> WRITTEN EXERCISE:
Copy every entry below word for word, leaving out the pictures.

[Photo labels with boxes]
..........

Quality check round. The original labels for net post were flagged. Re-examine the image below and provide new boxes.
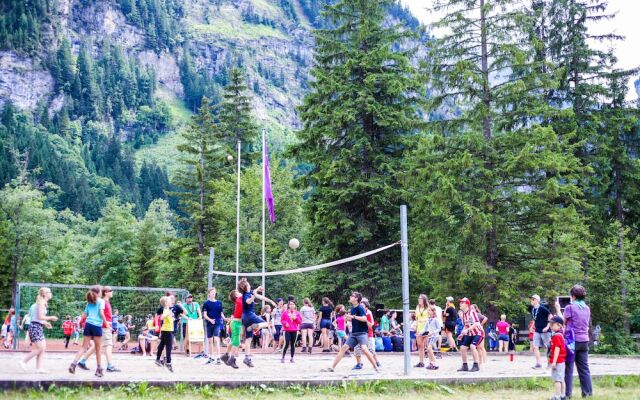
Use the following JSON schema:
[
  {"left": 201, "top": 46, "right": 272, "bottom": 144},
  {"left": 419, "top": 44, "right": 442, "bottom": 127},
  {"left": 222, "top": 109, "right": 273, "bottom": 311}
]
[
  {"left": 236, "top": 139, "right": 241, "bottom": 287},
  {"left": 400, "top": 204, "right": 411, "bottom": 375},
  {"left": 207, "top": 247, "right": 216, "bottom": 293},
  {"left": 13, "top": 282, "right": 21, "bottom": 350}
]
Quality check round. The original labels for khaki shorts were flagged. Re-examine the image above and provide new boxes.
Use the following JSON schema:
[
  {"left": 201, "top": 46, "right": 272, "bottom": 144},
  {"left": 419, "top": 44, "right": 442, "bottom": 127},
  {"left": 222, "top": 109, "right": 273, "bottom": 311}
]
[
  {"left": 551, "top": 363, "right": 565, "bottom": 382},
  {"left": 100, "top": 328, "right": 113, "bottom": 347}
]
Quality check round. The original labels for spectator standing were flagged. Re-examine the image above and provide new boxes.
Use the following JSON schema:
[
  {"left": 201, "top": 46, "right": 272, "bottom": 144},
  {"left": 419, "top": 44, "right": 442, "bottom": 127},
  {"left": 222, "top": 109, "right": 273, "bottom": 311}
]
[
  {"left": 531, "top": 294, "right": 551, "bottom": 369},
  {"left": 556, "top": 285, "right": 593, "bottom": 398}
]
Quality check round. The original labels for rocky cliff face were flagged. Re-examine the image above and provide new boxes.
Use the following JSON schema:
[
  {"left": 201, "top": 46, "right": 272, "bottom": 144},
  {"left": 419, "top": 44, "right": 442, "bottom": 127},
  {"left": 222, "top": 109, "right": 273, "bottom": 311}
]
[
  {"left": 0, "top": 0, "right": 320, "bottom": 128},
  {"left": 0, "top": 51, "right": 54, "bottom": 110},
  {"left": 0, "top": 0, "right": 422, "bottom": 134}
]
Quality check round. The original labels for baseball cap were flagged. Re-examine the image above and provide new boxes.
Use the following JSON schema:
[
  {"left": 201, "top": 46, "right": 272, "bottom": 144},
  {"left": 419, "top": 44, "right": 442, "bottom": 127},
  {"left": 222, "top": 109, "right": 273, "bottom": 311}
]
[{"left": 551, "top": 315, "right": 564, "bottom": 325}]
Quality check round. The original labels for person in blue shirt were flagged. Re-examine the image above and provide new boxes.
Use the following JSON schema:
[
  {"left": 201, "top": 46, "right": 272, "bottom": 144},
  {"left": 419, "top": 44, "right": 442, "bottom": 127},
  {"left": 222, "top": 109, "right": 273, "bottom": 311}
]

..........

> CORRECT OUTPUT:
Quality check round. The original labels for net post were flagged. Re-examine the image below and provide new boxes.
Use the following JSON schema:
[
  {"left": 201, "top": 46, "right": 272, "bottom": 144},
  {"left": 419, "top": 44, "right": 442, "bottom": 127},
  {"left": 222, "top": 109, "right": 273, "bottom": 311}
]
[
  {"left": 236, "top": 139, "right": 241, "bottom": 287},
  {"left": 400, "top": 204, "right": 411, "bottom": 375},
  {"left": 207, "top": 247, "right": 216, "bottom": 293},
  {"left": 13, "top": 282, "right": 21, "bottom": 350}
]
Quality check round. The original labels for khaki shorts were flagged. Re-examine the image above and provide new boxes.
Use the following JSON schema:
[
  {"left": 201, "top": 46, "right": 272, "bottom": 144},
  {"left": 419, "top": 44, "right": 442, "bottom": 127},
  {"left": 222, "top": 109, "right": 273, "bottom": 311}
]
[
  {"left": 551, "top": 363, "right": 565, "bottom": 382},
  {"left": 100, "top": 328, "right": 113, "bottom": 347}
]
Quality check round. The original labels for spectator standing were flagged. Re-examine the image above and provide new boxes.
Use the following JSON schema:
[
  {"left": 201, "top": 46, "right": 272, "bottom": 144},
  {"left": 419, "top": 44, "right": 442, "bottom": 127},
  {"left": 222, "top": 109, "right": 273, "bottom": 311}
]
[
  {"left": 531, "top": 294, "right": 551, "bottom": 369},
  {"left": 556, "top": 285, "right": 593, "bottom": 398}
]
Quality check round. The original labels for rocky cliff face were flagged. Re-examine the image above and provide new boxes.
Use the following JSON schema:
[
  {"left": 201, "top": 46, "right": 272, "bottom": 144},
  {"left": 419, "top": 44, "right": 442, "bottom": 127},
  {"left": 222, "top": 109, "right": 273, "bottom": 311}
]
[
  {"left": 0, "top": 0, "right": 320, "bottom": 128},
  {"left": 0, "top": 51, "right": 54, "bottom": 110},
  {"left": 0, "top": 0, "right": 422, "bottom": 134}
]
Quality check round. The original labels for baseball cap were flagged. Re-examine the image above and provide new boxes.
Use the following JSON schema:
[
  {"left": 201, "top": 46, "right": 272, "bottom": 144},
  {"left": 419, "top": 44, "right": 442, "bottom": 127},
  {"left": 222, "top": 109, "right": 273, "bottom": 311}
]
[{"left": 551, "top": 315, "right": 564, "bottom": 325}]
Quality check round. The original labels for person in blue shirt were flagged. Re-examine the image above and provide new boxes.
Use the following JSON schema:
[
  {"left": 201, "top": 46, "right": 272, "bottom": 144},
  {"left": 419, "top": 44, "right": 442, "bottom": 127},
  {"left": 222, "top": 109, "right": 273, "bottom": 311}
]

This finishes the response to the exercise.